→ Exercise goal
Return every line in the records below that contains the word "iron".

━━━ Data extract

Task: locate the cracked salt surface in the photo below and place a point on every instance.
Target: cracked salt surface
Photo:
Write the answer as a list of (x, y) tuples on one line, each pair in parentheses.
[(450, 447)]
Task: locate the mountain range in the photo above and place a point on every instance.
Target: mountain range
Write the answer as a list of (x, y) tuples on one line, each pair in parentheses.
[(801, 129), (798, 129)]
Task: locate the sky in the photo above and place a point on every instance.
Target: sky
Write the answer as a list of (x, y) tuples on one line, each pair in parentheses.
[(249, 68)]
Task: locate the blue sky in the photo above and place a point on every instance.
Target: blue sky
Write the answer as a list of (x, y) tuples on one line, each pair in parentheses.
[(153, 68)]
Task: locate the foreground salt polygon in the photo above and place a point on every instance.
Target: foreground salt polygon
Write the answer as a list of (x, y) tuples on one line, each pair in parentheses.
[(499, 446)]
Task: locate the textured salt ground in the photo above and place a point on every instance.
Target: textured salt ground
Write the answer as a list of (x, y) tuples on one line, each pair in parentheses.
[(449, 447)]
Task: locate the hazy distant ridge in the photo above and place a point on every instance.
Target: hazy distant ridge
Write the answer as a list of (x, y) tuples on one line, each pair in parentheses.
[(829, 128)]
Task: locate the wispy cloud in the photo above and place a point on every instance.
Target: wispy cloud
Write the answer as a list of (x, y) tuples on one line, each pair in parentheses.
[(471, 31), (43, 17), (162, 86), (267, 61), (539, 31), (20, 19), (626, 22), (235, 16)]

━━━━━━
━━━ Data extract

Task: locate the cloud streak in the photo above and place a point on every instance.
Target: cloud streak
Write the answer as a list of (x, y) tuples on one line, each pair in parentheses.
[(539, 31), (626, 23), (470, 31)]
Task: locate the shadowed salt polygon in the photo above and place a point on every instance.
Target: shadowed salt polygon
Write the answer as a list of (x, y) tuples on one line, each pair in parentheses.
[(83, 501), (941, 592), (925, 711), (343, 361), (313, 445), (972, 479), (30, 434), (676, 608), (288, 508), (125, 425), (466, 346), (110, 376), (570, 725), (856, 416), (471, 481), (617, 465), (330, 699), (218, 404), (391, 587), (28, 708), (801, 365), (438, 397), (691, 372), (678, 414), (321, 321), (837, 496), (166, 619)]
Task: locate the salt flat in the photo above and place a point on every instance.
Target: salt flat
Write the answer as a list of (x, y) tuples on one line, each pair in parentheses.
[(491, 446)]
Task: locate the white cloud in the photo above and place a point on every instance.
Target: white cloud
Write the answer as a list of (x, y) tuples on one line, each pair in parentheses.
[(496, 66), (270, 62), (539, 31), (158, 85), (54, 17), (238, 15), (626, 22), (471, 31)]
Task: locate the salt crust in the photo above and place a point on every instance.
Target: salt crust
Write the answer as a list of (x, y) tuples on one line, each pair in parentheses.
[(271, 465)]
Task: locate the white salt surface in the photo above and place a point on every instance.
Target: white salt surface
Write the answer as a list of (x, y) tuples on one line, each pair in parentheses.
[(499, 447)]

━━━━━━
━━━ Data extract

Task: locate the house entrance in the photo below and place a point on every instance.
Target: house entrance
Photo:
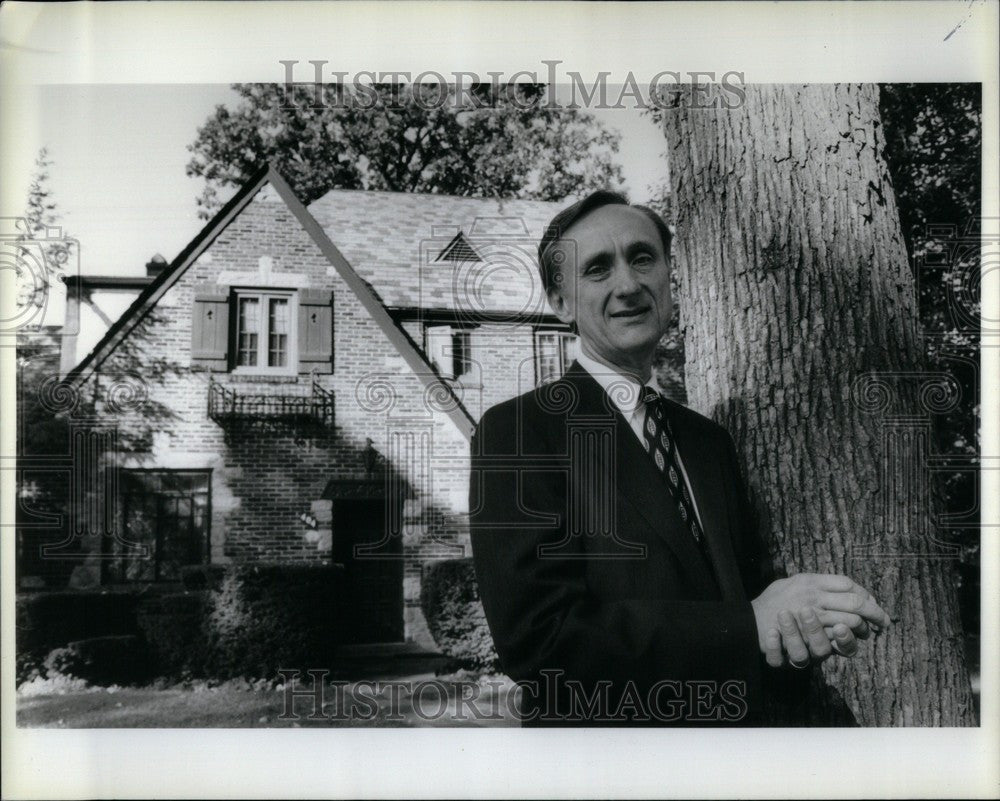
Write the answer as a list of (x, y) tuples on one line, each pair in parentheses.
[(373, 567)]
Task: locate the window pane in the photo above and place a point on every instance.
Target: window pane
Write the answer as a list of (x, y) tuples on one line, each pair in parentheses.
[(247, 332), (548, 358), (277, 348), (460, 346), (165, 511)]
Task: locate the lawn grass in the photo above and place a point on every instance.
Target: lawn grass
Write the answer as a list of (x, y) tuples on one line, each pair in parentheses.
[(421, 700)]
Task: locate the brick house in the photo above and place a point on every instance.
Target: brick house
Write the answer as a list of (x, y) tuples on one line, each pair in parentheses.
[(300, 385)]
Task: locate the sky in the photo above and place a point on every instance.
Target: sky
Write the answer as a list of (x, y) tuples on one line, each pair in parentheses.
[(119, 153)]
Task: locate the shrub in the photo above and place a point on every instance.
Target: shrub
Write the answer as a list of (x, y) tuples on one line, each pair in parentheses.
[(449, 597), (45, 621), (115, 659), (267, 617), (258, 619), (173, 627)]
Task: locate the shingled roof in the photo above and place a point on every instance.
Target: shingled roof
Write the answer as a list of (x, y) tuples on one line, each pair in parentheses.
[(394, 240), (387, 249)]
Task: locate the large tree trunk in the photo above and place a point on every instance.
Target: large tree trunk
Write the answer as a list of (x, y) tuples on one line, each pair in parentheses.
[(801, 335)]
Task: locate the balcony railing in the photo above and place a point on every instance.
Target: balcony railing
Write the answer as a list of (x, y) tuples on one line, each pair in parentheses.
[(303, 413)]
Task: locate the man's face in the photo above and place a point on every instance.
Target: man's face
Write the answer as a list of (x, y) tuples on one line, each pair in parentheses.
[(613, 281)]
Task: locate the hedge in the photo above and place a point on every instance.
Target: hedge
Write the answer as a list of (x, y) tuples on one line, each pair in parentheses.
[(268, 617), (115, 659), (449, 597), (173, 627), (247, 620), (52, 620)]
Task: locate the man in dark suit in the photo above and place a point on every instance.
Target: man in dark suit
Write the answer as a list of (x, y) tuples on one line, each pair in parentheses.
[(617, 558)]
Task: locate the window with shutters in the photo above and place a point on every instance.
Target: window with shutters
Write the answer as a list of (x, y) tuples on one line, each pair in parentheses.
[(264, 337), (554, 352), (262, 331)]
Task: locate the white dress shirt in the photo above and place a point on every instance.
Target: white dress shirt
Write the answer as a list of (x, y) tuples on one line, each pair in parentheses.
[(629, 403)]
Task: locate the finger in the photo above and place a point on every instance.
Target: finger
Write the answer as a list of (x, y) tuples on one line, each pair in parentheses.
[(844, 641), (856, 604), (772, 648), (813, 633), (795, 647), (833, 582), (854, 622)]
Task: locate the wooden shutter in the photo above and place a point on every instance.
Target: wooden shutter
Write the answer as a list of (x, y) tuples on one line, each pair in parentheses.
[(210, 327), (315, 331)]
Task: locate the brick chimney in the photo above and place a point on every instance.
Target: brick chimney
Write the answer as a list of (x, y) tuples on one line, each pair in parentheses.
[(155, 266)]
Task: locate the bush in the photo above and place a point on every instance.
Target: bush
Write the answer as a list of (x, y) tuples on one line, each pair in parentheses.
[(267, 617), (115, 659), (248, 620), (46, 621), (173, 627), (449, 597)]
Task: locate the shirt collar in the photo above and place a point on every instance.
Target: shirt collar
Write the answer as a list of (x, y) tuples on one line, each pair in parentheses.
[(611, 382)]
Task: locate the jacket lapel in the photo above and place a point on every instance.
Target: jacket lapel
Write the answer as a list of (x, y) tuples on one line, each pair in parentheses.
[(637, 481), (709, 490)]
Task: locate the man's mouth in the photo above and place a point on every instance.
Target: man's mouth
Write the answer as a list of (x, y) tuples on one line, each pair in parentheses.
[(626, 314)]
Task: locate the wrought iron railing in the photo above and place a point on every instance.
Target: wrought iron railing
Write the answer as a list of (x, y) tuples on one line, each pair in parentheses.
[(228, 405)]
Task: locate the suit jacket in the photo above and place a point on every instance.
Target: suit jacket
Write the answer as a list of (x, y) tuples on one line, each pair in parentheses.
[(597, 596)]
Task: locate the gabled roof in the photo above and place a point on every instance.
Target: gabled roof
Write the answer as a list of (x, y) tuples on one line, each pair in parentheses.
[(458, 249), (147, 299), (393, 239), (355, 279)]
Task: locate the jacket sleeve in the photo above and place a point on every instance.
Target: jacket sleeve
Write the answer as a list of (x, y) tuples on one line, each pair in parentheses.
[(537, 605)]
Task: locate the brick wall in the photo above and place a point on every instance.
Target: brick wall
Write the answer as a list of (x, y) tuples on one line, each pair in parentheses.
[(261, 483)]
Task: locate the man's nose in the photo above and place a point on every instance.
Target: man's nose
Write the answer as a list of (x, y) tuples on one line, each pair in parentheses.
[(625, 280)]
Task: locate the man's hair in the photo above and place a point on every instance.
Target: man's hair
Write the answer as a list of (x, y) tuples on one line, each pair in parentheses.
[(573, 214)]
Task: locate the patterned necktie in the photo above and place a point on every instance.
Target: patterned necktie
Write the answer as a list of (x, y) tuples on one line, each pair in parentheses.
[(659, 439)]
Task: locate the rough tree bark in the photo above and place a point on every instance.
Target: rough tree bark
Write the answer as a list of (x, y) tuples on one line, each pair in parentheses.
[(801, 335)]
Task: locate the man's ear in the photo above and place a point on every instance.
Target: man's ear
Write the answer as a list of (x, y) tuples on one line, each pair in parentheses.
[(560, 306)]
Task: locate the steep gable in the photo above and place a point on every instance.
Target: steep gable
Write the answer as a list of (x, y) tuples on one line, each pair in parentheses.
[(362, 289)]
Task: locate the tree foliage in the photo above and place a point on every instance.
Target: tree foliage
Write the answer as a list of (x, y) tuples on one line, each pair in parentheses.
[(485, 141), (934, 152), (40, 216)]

━━━━━━

→ Exercise solution
Task: locate the wrought iron railing in the photo above and place a point on every instance.
Target: wrought iron railing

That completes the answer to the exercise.